**Requirement**. Pick up the text on The Tale of Genji after its final sentence and keep writing it.

**Provided text**.

The
Novel
The
Tale of Genji is
one of the most important stories of ancient Japanese
literature. It is considered to be one of the world's
finest and earliest novels. A woman writer, Murasaki
Shikibu, wrote it in ca.1020. In her novel, Lady Murasaki
depicts an ideal aristocratic society whose members were
in love with elegance, and were themselves models of grace,
culture and artistic skill. The events span almost
three-quarters of a century and involve more than 430
characters. It is a story of Genji, son of an emperor,
from his youth through his rise in rank and influence.
The focus is on numerous romantic encounters with women
of various classes, positions and appearances. The
narrative centres on themes of love, lust, affection,
filial loyalty, family and the interaction between men
and women.

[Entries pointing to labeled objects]
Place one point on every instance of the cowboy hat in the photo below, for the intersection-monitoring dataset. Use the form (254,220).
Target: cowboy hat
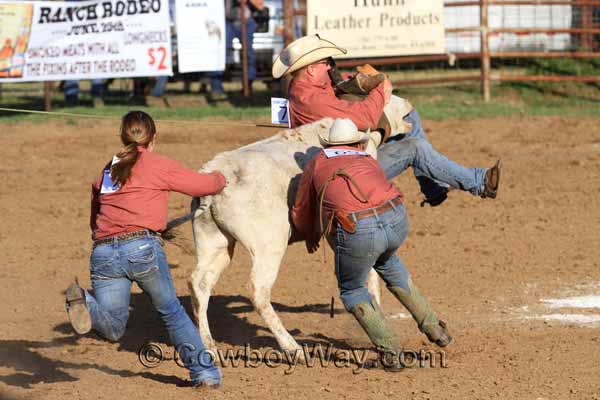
(302,52)
(343,131)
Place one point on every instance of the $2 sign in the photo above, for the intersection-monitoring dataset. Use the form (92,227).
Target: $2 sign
(157,57)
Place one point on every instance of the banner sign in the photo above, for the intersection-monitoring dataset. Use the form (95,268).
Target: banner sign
(200,35)
(379,28)
(49,40)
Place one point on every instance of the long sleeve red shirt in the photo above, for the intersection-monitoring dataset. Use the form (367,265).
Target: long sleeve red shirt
(310,103)
(340,195)
(141,203)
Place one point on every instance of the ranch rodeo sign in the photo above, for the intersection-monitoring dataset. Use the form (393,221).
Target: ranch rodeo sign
(379,28)
(49,40)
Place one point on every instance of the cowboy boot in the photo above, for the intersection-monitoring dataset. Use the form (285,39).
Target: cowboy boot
(371,319)
(423,314)
(77,309)
(492,181)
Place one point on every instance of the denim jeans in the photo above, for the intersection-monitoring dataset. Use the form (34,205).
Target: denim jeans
(433,170)
(235,31)
(113,268)
(373,245)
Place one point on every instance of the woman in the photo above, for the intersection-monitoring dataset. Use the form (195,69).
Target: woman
(129,207)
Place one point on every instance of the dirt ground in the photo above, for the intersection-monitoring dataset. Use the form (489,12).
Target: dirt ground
(486,266)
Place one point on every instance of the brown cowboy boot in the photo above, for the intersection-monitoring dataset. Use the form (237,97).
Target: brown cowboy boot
(492,181)
(423,314)
(76,306)
(373,322)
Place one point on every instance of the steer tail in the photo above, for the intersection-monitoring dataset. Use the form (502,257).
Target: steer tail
(199,205)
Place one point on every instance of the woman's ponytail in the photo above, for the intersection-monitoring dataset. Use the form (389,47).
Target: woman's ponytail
(137,129)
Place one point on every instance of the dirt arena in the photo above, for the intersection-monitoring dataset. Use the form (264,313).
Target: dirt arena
(485,265)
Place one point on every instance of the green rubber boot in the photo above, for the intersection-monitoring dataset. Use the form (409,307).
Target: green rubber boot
(371,319)
(423,314)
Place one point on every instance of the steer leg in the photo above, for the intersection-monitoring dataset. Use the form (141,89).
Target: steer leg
(265,267)
(214,250)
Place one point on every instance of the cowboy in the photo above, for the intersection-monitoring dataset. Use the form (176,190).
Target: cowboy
(314,94)
(364,220)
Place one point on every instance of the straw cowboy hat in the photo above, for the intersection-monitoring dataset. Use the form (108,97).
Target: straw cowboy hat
(302,52)
(342,131)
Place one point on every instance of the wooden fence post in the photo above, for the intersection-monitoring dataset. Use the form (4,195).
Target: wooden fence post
(485,51)
(48,96)
(288,22)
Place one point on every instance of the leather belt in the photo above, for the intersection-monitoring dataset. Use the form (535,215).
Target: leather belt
(371,212)
(123,237)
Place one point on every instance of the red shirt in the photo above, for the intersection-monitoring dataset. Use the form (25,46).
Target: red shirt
(141,203)
(340,194)
(310,103)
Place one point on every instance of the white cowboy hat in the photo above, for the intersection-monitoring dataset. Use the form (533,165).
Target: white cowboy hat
(302,52)
(343,131)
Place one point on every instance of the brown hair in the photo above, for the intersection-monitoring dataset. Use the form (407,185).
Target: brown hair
(137,129)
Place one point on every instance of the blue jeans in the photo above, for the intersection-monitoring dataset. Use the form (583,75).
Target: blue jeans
(235,31)
(433,170)
(373,245)
(113,268)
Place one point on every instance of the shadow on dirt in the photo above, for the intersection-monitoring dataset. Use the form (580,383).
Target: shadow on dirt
(32,367)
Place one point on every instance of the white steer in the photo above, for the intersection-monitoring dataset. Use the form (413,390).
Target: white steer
(254,210)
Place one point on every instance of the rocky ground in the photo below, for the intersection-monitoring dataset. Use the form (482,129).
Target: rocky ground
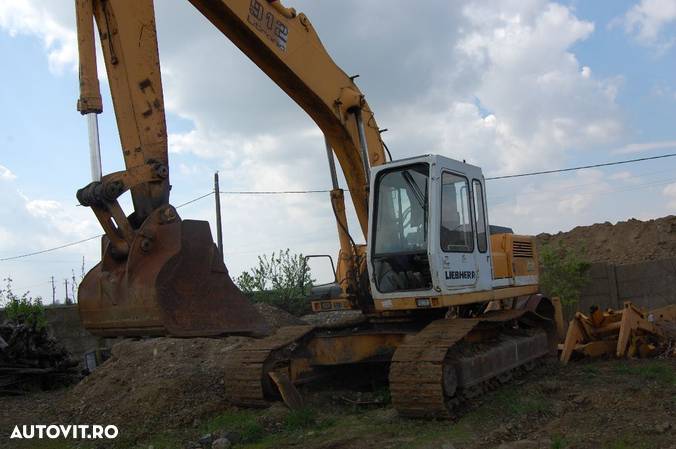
(585,405)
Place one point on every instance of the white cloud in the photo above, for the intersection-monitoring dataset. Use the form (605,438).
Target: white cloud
(532,102)
(645,146)
(647,22)
(52,22)
(6,174)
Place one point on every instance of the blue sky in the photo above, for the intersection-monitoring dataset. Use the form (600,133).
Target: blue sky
(513,86)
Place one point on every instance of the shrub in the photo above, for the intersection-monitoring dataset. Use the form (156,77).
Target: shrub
(565,273)
(22,309)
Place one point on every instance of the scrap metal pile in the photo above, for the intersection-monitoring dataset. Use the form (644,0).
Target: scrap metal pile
(628,332)
(31,359)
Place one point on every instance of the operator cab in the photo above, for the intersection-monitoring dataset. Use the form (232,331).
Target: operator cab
(428,229)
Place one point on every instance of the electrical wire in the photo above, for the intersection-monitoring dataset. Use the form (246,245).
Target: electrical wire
(582,167)
(294,192)
(272,192)
(67,245)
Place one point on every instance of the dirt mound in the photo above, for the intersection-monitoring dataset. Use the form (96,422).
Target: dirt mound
(152,384)
(277,317)
(626,242)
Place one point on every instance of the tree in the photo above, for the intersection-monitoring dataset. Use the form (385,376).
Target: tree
(22,309)
(565,273)
(282,279)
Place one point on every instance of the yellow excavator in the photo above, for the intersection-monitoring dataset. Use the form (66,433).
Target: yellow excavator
(449,303)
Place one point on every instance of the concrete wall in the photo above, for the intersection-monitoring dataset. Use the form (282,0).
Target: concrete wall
(648,284)
(64,325)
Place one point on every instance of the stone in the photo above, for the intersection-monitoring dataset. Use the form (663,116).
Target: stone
(663,427)
(232,436)
(206,440)
(221,443)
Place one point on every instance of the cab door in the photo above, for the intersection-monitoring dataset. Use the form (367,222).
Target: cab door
(458,266)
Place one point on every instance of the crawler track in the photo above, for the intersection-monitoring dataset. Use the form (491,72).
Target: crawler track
(246,369)
(426,373)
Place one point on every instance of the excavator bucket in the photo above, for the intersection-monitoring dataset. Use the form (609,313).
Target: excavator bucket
(173,282)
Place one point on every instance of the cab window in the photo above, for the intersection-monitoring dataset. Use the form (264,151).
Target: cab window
(482,243)
(456,215)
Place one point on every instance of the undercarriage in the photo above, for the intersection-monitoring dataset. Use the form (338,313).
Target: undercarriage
(436,368)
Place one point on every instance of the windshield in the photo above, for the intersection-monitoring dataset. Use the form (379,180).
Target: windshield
(401,208)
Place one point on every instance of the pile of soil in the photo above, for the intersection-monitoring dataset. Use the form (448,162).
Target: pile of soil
(156,382)
(627,242)
(276,317)
(166,382)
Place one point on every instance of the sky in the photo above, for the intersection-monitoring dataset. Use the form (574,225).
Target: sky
(510,85)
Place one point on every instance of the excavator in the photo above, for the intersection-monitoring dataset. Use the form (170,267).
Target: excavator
(451,305)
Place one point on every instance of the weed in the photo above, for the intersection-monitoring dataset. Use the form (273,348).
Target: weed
(558,442)
(591,370)
(651,370)
(243,422)
(516,403)
(625,444)
(300,419)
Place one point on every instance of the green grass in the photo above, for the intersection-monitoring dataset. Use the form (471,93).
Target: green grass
(244,422)
(626,444)
(558,442)
(515,402)
(649,370)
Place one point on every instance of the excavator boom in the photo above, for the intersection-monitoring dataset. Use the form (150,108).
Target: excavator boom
(162,275)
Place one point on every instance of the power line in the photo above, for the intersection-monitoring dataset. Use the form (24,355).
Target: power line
(195,200)
(272,192)
(582,167)
(35,253)
(296,192)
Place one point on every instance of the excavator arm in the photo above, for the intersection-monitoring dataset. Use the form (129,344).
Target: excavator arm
(149,280)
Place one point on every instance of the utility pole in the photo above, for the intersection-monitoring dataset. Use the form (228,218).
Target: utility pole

**Written response**.
The Author - Murasaki Shikibu
Lady
Murasaki (973-1025) was the most prominent writer of the
Heian period (794-1185). She was born into the Fujiwara
family and was the daughter of a governor and a prominent
scholar. Always very intelligent, as a child she learned
quickly and surpassed boys of her own age in reading difficult
books and Chinese classics. She was married in her
early twenties and her only daughter was born in 999. After
her husband died in 1001, she gained a position at the court
working for the Empress Shoshi. At court she began
a diary where she recorded her impressions of court life
and observations of the daily activities and attitudes of
upper class society. Her later life is obscure. She may
have left the court to seek seclusion in a convent at about
the age of fifty
The Paintings
The
scroll paintings evoke the ideal of the aristocratic
society in early eleventh-century Japan. The
work incorporates the arts of painting, calligraphy
and decorated paper. A fusion of traditions of monogatari,
Yamatoe painting and kana calligraphy, the
work emerges as the very epitome of Haian aesthetics.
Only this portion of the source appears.